▶ [Text to read]

##########

Kaa is a 1965 Oriya film directed by Siddhartha, which is a pseudonym for Gour Prasad Ghose, Parbati Ghose, & Ram Chandra Thakur. The film is based on Kanhu Charan Mohanty's award-winning  literary masterpiece in the same name. The Film glorifies the story of a barren woman, who induced her husband to marry another woman for the sake of the birth of a child.

Synopsis
Nandika (Parbati Ghose) and Sunanda (Gour Ghose) are happily married and live with mother-in-law Abhaya (Manimala Devi) and sister-in law Kuni in their ancestral rural home. After seven years of marriage, Nadika is still childless. Abhaya always worries about a successor to her family. Friends and relatives always blame and offend Nandika for her barrenness. So Nandika decides to make a sacrifice and convinces Sunanda to marry a girl again for the sake of a child.  With lot of pressure from his mother and wife, Sunanda does marry Lalita (Geetarani). Lalita compels Sunanda to take her to his home in the city and starts living there. Over time, destiny takes a turn and it is Nandika that gets pregnant. Lalita becomes envious fearing  Sunanda may not return to her. However, it so happens, Nandika dies after giving birth to a child. Lalita repents and adopts Nandika's child as her own child.

##########

▶ [Recorded information]
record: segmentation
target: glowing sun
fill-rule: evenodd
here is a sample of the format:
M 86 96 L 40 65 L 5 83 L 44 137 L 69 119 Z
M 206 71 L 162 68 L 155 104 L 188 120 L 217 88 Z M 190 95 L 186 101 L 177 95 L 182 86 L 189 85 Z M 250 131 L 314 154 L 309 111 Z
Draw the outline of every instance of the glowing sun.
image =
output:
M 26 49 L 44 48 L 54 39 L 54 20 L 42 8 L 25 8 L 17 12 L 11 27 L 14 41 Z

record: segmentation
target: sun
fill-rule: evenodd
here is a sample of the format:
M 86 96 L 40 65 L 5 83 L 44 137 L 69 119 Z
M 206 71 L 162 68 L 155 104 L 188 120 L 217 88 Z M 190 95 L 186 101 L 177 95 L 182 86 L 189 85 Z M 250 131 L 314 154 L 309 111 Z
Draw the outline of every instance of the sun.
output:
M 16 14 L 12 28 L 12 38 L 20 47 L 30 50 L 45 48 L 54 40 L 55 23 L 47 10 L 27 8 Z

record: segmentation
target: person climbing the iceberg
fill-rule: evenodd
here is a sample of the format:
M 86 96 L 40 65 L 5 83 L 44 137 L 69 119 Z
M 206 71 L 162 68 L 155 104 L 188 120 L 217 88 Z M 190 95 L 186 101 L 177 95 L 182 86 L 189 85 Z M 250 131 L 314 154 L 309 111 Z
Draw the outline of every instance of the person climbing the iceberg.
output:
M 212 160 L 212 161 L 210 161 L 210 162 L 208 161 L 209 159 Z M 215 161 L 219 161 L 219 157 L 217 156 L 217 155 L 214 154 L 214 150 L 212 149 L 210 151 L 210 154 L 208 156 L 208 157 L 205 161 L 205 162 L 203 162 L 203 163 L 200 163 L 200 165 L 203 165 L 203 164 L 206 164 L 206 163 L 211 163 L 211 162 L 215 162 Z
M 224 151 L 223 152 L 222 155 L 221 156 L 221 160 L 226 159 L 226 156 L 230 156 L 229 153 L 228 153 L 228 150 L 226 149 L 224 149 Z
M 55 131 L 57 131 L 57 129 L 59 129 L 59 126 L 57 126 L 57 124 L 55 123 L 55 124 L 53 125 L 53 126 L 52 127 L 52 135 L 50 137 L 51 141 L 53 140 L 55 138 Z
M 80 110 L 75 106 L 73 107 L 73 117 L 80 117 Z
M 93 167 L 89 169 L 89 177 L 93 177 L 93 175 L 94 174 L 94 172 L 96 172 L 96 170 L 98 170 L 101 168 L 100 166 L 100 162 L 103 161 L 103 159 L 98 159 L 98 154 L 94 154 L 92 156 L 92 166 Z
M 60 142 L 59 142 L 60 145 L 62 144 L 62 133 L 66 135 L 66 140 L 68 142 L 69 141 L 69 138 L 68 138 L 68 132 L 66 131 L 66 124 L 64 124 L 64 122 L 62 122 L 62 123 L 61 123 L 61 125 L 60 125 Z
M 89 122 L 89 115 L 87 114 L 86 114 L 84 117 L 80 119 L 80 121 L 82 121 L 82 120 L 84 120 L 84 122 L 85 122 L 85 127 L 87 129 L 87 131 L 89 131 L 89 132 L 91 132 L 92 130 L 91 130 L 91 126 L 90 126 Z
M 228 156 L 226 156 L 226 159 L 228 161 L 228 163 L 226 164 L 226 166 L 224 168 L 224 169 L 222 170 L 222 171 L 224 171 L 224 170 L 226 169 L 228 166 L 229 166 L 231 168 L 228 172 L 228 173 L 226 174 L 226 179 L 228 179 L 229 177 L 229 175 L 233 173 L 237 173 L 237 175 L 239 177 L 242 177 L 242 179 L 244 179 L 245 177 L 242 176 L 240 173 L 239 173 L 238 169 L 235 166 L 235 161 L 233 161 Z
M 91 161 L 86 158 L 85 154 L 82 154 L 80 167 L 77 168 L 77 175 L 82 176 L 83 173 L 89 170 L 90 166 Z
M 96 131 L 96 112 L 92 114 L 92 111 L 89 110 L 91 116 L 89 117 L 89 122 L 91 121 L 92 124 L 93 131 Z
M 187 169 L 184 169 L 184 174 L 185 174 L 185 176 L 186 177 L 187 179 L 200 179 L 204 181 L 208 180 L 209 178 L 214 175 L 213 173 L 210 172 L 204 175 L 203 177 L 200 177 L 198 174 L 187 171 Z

##########

▶ [Stated exercise] Continue the article on the 1965 Oriya film Kaa, starting right after its last sentence.

▶ [Written answer]
Cast
 Gour Prasad Ghose - Sunanda
 Parbati Ghose - Nandika
 Geetarani - Lalita
 Manimala Devi - Abhaya
 Byomokesh Tripathy 
 Krushna Chandra Pandey 
 Niranjan Satpathy 
 Mayadhar Raut
 Kumud Patnaik
 Gokulananda Parida 	
 Babaji Nayak	
 Kunjanada Sahu

Soundtrack
The music for the film is composed by Bhubanseswar Misra.

Trivia
The film's director, music composer and heroine have pseudonym names.

Box office
The film was made on a budget of INR 1,12,500.00. The film got a huge response and was a box office hit.

Awards
National Film Awards1966
 President's Silver medal for Best Odia film.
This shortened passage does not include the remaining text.